== TRECHO DO TEXTO

OBS: No texto ainda não se encontra incluso a aprovação do casamento gay, decisão que, sem dúvidas, integra o rol de julgamentos mais importantes desta Corte.
Boa leitura!
Desde que se reuniu pela primeira vez em 1790, a Suprema Corte dos EUA já emitiu milhares de decisões sobre todo tipo de assunto, desde os poderes do governo aos direitos civis e à liberdade de imprensa. Embora muitas dessas decisões sejam pouco conhecidas e de pouco interesse para o público em geral, várias se destacam pelo impacto que tiveram na história americana. Apresentamos aqui o resumo de alguns dos casos mais significativos.
Marbury contra Madison (1803)
Geralmente conhecida como a mais importante da história da Suprema Corte, a decisão do processo Marbury contra Madison estabeleceu o princípio da revisão judicial e o poder da Suprema Corte para determinar a constitucionalidade dos atos do Legislativo e do Executivo.
O caso surgiu de uma disputa política após a eleição presidencial de 1800 na qual Thomas Jefferson, democrata republicano, derrotou o presidente candidato à reeleição, John Adams, federalista. Nos últimos dias do governo Adams, o Congresso de maioria federalista criou vários cargos judiciais, incluindo 42 juízes de paz para o Distrito de Colúmbia. O Senado aprovou as nomeações, que foram então assinadas pelo presidente, cabendo ao secretário de Estado oficializá-las e entregá-las. Na pressa das medidas de última hora, o secretário de Estado que estava deixando o governo acabou não entregando as nomeações a quatro juízes de paz, entre eles William Marbury.

====

**TAREFA PROPOSTA A:**
Com base no texto sobre a Suprema Corte dos EUA, responda:
(i) Em que ano a Corte se reuniu pela primeira vez?
(ii) Quem derrotou John Adams na eleição presidencial de 1800?
(iii) Quantos juízes de paz foram criados para o Distrito de Colúmbia?
**TAREFA PROPOSTA B:** Redija a continuação do texto sobre as decisões da Suprema Corte dos EUA, começando logo após a última frase apresentada.

== TRECHOS DAS LINHAS

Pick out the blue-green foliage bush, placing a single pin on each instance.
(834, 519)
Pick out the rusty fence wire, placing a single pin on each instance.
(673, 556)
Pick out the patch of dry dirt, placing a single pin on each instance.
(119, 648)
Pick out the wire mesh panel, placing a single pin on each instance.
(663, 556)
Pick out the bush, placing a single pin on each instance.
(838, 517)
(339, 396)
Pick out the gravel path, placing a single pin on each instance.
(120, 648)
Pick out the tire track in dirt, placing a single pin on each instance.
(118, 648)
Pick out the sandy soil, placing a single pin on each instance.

====
== TRECHOS DAS LINHAS

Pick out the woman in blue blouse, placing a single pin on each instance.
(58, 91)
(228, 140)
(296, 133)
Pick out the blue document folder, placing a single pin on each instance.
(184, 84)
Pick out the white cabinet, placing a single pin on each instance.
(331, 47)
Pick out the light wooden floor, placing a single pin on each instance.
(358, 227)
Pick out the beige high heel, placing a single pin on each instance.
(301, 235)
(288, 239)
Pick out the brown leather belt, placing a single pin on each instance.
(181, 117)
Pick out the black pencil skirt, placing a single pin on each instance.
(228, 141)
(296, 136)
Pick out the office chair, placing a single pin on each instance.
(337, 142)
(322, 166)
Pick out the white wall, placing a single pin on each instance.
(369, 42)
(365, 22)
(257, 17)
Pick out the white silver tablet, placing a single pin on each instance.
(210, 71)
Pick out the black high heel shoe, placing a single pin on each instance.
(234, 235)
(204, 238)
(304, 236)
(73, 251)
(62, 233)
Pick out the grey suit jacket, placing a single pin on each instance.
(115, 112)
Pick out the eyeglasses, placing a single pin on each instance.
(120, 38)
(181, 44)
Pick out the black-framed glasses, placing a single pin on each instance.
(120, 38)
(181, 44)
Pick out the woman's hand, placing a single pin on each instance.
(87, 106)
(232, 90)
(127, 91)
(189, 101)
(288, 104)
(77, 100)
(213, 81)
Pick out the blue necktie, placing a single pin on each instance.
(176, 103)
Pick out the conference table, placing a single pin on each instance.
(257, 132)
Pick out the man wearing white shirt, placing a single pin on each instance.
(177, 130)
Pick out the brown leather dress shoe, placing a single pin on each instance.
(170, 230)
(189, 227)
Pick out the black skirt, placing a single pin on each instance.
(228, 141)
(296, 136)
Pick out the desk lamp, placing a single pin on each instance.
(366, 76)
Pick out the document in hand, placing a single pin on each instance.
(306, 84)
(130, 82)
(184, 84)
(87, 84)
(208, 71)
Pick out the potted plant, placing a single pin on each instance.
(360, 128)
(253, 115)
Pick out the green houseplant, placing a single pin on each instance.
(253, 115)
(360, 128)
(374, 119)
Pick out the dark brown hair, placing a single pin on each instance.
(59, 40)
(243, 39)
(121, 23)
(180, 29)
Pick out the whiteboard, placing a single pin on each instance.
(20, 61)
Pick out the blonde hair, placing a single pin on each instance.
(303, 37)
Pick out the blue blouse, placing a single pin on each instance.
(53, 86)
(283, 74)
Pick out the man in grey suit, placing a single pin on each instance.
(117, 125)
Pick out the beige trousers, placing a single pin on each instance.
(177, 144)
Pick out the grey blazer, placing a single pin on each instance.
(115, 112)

====

**RESPOSTA DO EXERCÍCIO A:**
(i) Em 1790.
(ii) Thomas Jefferson.
(iii) 42.

**RESPOSTA DO EXERCÍCIO B:**
O novo secretário de Estado do presidente Thomas Jefferson, James Madison, recusou-se a entregar as nomeações, uma vez que o novo governo estava irritado com os federalistas por tentarem colocar membros do seu partido no Judiciário. Marbury entrou com uma ação na Suprema Corte para obrigar Madison a lhe entregar sua nomeação.
Se a Suprema Corte fosse favorável a Marbury, Madison ainda poderia se recusar a entregar a nomeação, e a Corte não teria como fazer cumprir a determinação. Se deliberasse contra Marbury, a Suprema Corte correria o risco de submeter o Judiciário aos jeffersonianos, permitindo que Marbury não recebesse o cargo a que legalmente tinha direito. O presidente da Suprema Corte, John Marshall, resolveu o impasse determinando que a Suprema Corte não tinha autoridade para atuar nesse caso. Marshall declarou inconstitucional a Seção 13 da Lei do Judiciário que dava esse poder à Suprema Corte, uma vez que ela ampliava sua competência original definida pela própria Constituição. Ao decidir não apreciar esse caso, a Suprema Corte assegurou sua posição de árbitro supremo da lei.
Gibbons contra Ogden (1824)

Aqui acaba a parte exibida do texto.